And on March 2, 2009 there’s, of course, the famous Swiss Morgenstraich in Basle, an unforgettable experience after the German merry-making is long over and the witches have shed feigned tears, burnt effigies symbolising the banishment of winter.

Exactly at 4am the lights go out in Basle’s inner town buildings. An uncanny silence shrouds the city, and thousands of spectators listen and look around, holding hands lest they don’t lose themselves among the sea of humanity around them. Suddenly, 200 lanterns begin to shine and make their appearance with masked figures elegantly distributing colourful leaflets with the sujet or motto of the respective cliques, which are actually lyrics lampooning Swiss politicians, Sarkosy, Brown & Merkel included, their speeches, promises, collateral decisions that have backfired, scandals or whatever. I love the sound of the shrill piccollo flutes and drums of the Swiss cliques. When you come to think of it, you’re one of the 10,000 fasnacht revellers. There are witch costume balls everywhere in the evenings, where you eat salted pork, drink schnaps, but hopefully not one too much for the road, for fun is the order of the day.

____

| Work request A |
According to the passage on the Basle Morgenstraich, at what time do the lights go out in the inner town buildings?
| Work request B |
Please carry on the passage on the Basle Morgenstraich, starting right after its last sentence.

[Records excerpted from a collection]
____

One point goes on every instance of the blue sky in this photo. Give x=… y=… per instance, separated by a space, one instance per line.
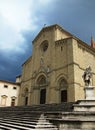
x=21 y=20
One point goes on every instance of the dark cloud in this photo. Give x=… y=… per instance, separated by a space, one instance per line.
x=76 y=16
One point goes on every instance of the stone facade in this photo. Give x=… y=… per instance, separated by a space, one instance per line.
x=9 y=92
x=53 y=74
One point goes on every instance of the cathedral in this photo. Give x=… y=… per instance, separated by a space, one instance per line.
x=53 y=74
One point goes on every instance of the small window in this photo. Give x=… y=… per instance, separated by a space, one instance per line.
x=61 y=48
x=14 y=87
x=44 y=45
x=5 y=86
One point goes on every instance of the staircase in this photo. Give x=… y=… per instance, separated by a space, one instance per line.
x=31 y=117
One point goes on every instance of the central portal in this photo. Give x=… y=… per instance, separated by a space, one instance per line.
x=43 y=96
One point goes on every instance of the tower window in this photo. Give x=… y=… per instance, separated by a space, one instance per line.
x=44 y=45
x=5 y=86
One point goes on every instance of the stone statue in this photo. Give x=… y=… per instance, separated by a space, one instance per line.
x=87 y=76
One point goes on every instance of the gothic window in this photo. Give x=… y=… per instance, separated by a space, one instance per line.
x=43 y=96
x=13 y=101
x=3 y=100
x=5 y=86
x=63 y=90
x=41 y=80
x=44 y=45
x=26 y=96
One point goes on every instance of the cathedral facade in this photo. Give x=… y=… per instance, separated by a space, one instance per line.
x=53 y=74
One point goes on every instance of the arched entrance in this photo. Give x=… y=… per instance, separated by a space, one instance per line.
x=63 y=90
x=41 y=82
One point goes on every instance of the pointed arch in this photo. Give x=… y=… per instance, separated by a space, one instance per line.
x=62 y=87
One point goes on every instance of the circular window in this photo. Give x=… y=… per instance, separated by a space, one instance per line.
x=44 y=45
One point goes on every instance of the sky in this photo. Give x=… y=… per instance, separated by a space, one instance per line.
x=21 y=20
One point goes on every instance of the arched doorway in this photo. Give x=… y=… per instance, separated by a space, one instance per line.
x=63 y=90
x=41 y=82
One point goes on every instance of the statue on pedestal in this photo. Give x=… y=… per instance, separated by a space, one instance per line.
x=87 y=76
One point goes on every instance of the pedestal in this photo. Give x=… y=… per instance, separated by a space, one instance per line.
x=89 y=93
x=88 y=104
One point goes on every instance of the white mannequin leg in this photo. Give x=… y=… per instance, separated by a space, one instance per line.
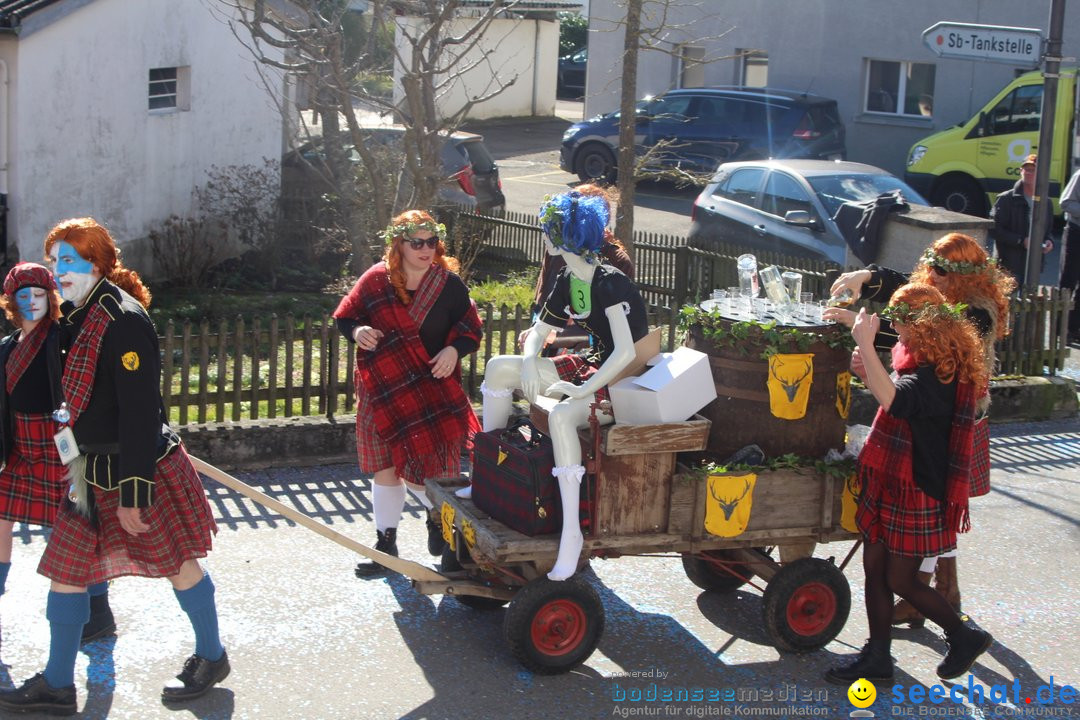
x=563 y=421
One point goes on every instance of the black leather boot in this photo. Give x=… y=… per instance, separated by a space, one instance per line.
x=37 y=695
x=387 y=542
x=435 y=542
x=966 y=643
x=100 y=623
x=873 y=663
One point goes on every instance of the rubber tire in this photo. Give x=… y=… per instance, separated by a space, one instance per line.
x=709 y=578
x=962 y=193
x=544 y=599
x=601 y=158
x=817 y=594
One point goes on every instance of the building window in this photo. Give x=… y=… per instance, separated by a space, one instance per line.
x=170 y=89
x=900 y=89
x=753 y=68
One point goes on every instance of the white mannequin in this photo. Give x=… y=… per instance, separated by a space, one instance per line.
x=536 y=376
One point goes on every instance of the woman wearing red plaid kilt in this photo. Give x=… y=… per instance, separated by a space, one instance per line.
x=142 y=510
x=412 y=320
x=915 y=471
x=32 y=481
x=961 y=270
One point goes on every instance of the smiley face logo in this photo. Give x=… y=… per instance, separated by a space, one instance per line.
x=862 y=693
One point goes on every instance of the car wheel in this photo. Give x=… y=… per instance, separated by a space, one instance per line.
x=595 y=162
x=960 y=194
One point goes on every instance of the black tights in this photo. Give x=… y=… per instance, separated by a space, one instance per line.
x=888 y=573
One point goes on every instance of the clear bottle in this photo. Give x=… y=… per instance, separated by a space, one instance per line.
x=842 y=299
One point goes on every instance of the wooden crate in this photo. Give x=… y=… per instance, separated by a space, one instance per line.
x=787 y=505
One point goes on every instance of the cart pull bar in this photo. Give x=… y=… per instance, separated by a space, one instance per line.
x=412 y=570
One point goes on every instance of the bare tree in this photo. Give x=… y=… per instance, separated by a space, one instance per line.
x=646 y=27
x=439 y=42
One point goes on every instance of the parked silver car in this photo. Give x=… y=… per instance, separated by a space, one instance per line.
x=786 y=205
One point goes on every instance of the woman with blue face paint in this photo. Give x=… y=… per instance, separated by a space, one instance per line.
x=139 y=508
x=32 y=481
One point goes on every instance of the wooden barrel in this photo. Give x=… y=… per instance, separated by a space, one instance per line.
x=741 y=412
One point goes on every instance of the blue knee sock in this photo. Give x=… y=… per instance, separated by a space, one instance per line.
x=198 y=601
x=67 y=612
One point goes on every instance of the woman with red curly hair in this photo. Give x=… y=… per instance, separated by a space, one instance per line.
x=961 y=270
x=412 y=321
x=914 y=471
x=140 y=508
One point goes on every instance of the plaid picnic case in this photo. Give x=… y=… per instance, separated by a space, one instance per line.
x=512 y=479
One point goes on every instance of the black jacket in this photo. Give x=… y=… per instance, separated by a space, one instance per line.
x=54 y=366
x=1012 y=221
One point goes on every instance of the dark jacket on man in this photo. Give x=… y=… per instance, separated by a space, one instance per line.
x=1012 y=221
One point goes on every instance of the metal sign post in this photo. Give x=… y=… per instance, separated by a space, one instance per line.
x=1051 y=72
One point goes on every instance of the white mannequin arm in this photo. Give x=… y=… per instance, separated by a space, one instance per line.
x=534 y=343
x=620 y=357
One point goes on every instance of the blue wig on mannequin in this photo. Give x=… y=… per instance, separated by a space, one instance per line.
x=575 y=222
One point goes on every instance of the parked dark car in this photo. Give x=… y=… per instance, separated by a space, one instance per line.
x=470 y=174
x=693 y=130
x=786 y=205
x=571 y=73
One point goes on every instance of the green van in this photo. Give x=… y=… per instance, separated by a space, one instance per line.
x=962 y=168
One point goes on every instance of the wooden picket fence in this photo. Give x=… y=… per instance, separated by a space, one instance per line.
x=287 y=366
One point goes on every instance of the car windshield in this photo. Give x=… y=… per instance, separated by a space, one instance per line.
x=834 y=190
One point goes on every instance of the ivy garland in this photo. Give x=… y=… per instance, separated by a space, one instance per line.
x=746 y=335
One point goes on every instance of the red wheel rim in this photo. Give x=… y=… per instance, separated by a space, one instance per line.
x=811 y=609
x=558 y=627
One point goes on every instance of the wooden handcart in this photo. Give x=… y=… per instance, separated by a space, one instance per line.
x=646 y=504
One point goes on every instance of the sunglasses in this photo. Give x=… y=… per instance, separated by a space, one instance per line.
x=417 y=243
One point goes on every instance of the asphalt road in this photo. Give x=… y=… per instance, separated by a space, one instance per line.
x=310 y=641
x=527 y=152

____

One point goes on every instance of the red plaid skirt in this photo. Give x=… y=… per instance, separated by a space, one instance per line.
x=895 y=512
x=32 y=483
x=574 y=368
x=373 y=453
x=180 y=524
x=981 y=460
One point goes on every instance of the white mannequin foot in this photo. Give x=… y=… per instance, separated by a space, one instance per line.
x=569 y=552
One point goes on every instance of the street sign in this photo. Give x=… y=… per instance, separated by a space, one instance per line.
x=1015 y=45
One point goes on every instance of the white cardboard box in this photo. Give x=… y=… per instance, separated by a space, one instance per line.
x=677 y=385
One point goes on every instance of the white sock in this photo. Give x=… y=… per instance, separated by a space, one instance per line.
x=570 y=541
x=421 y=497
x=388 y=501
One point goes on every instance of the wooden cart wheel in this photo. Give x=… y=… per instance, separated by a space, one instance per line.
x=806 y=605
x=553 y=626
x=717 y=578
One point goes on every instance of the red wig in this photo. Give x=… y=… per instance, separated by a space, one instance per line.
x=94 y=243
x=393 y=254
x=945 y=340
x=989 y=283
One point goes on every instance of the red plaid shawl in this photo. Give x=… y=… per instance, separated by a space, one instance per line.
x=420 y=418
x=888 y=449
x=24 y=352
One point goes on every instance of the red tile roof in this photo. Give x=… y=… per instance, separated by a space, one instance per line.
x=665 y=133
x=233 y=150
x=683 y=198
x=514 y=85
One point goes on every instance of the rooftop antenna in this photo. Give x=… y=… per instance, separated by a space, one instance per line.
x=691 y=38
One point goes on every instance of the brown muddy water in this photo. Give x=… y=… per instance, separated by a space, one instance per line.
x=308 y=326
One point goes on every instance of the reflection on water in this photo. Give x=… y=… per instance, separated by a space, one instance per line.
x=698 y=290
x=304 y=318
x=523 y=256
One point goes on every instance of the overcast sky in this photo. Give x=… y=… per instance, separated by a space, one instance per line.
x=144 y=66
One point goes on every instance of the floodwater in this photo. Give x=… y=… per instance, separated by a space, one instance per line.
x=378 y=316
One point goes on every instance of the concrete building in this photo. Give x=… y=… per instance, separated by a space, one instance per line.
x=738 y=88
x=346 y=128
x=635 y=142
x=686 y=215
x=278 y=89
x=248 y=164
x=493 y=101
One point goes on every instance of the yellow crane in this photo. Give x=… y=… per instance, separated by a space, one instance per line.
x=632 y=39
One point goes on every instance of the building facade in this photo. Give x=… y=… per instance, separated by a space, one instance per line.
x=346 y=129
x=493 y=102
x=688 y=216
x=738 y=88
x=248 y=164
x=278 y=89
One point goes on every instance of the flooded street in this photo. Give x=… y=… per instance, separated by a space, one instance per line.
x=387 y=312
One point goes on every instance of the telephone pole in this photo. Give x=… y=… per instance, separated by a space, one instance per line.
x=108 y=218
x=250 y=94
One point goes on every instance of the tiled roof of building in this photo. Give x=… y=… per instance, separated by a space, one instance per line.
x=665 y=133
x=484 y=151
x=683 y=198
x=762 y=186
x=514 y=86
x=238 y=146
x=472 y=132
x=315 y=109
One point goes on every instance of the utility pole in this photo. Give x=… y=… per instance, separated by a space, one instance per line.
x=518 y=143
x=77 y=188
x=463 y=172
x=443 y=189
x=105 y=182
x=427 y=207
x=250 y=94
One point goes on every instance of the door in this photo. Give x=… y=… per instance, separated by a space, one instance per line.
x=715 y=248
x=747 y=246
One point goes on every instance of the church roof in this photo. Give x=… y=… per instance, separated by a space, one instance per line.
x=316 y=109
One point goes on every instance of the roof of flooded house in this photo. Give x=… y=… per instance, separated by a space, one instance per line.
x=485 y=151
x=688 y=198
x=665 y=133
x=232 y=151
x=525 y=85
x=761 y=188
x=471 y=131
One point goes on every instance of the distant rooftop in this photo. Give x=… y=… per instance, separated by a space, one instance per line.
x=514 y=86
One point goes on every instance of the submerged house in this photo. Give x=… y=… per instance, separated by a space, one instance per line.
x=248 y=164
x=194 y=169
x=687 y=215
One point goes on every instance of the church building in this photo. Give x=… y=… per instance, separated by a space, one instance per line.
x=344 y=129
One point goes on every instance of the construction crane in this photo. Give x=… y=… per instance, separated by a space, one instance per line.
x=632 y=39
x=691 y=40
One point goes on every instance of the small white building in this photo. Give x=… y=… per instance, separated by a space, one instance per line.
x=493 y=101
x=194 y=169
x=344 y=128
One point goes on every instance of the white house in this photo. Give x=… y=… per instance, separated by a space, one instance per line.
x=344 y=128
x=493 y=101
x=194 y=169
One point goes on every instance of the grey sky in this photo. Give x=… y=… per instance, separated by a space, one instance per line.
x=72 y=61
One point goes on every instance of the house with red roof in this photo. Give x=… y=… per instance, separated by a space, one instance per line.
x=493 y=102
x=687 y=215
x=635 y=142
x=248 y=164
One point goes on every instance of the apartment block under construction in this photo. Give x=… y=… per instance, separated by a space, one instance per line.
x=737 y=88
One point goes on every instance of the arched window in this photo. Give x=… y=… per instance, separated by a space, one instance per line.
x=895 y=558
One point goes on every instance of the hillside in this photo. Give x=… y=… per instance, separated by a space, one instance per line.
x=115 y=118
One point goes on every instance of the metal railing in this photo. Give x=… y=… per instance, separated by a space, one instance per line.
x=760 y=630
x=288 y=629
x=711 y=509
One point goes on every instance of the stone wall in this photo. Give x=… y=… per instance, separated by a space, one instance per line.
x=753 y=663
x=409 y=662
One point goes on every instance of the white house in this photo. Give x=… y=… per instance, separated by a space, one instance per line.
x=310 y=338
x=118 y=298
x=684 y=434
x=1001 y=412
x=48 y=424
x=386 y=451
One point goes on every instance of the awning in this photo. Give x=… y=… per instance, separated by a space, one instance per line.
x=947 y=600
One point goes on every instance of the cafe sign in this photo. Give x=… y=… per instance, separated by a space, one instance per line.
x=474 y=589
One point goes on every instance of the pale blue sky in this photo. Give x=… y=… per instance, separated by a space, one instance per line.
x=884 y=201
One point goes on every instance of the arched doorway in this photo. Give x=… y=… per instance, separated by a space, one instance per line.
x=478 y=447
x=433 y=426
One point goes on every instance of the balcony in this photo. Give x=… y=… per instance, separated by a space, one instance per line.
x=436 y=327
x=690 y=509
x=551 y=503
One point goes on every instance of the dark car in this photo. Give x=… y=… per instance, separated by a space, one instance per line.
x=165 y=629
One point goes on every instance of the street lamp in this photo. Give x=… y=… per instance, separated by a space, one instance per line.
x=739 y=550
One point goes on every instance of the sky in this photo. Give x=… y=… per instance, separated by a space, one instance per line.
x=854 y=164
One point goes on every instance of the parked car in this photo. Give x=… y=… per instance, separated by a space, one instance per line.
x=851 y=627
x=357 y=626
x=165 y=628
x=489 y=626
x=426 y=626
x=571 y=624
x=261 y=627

____

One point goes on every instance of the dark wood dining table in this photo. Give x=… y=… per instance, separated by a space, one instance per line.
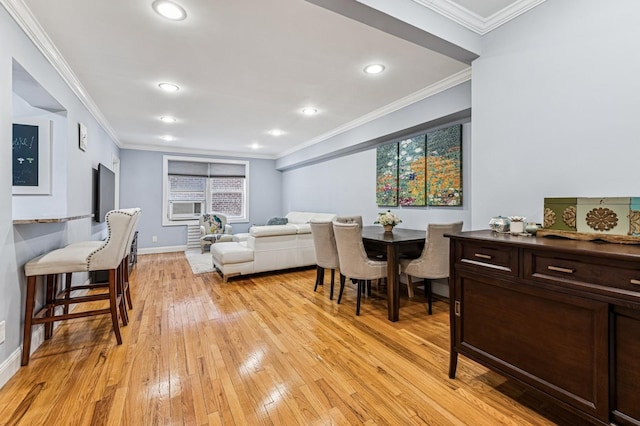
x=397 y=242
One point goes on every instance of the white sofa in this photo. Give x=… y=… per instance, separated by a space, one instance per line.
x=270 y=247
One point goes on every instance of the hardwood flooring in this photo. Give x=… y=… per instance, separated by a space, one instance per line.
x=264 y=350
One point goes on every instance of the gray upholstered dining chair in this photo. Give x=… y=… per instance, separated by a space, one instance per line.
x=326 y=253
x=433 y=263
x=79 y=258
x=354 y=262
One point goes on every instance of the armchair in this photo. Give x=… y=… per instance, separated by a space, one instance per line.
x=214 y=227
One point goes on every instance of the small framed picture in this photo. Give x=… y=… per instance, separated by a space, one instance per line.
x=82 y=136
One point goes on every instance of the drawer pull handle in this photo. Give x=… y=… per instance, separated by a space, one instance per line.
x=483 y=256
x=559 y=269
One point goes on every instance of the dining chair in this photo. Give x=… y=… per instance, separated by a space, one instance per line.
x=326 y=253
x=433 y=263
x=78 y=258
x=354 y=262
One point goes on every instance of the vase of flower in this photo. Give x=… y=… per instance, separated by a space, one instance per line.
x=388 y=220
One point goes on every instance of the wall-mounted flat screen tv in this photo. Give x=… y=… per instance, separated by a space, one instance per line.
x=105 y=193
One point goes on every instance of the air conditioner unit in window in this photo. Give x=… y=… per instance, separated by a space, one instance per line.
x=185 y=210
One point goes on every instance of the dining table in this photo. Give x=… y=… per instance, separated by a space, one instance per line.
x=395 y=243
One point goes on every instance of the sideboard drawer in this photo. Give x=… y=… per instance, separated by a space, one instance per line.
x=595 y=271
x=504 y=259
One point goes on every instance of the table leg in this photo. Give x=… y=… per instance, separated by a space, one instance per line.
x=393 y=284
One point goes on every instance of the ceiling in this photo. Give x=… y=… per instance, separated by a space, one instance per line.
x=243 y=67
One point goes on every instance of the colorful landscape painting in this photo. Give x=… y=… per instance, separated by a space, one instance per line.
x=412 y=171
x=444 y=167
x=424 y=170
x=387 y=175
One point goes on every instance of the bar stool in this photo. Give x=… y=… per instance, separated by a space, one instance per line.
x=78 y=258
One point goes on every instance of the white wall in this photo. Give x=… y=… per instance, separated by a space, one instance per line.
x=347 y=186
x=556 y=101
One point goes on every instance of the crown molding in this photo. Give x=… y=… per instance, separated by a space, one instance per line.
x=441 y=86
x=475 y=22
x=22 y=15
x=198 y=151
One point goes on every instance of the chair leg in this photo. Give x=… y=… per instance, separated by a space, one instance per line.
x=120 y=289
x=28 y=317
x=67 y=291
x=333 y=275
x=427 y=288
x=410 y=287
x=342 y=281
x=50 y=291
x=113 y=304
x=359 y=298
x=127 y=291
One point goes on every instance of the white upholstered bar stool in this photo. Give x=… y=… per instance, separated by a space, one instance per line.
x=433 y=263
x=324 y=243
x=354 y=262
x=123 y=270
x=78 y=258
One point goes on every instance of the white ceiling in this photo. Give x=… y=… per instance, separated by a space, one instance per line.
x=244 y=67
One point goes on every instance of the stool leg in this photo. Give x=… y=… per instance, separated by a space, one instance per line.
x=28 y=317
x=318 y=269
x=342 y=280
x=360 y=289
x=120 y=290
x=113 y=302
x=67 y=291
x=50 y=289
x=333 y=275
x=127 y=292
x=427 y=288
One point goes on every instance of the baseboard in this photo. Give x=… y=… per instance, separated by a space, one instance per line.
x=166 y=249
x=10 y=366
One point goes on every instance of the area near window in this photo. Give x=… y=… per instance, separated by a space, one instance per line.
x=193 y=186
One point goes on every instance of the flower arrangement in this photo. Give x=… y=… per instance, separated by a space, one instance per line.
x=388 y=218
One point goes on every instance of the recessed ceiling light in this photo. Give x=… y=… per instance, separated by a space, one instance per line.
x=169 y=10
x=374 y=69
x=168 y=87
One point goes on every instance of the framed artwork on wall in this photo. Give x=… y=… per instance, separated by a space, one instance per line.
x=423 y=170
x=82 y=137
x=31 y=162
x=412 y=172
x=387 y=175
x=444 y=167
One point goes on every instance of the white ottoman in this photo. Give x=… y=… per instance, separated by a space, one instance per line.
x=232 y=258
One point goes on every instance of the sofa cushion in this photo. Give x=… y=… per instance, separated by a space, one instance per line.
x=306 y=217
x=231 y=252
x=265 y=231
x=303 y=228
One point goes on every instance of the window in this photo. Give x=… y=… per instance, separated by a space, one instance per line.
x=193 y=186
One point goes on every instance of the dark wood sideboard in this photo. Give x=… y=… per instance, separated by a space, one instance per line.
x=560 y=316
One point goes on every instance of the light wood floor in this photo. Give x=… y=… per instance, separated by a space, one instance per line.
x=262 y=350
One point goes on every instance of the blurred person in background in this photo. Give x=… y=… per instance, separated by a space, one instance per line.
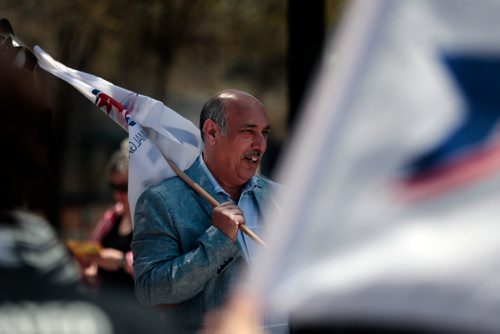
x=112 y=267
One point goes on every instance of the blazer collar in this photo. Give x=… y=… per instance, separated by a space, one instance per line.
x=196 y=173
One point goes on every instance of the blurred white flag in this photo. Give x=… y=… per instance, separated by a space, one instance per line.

____

| Written answer A |
Exactly at 4am.

| Written answer B |
Whereas the Breisgauer members of the Narrenzunft celebrated their 75th jubilee on February 1, 2009, in Switzerland’s small Klinen Valley the ‘Wild Maa’ reached land at 11am on January 20, 2009 and was greeted with firecrackers. On the bank of the Rhine were the bird Gryff and the ‘Leu’ waiting to greet the ‘Wild Maa,’ surrounded by hundreds spectators who’d come to see the spectacle. The three symbolic Swiss fasnet figures danced all the way to Small Basle for the big-shots of Basle. The highlight was the dance in the middle of the bridge across the Rhines near Käpplijoch, and a thunderous crowd, accompanied by blue coated drummers, wearing white wigs and quaint hats like the Tin Drummer.

In the middle of Thun, a town in Switzerland, the Merlinger group ‘Grönbachgusler,’ costumed as blood-suckers with vampire-like canines jutting out of the corners of their mouths, black and white striped clothes and big drums were to be admired. This was the day of the ghouls.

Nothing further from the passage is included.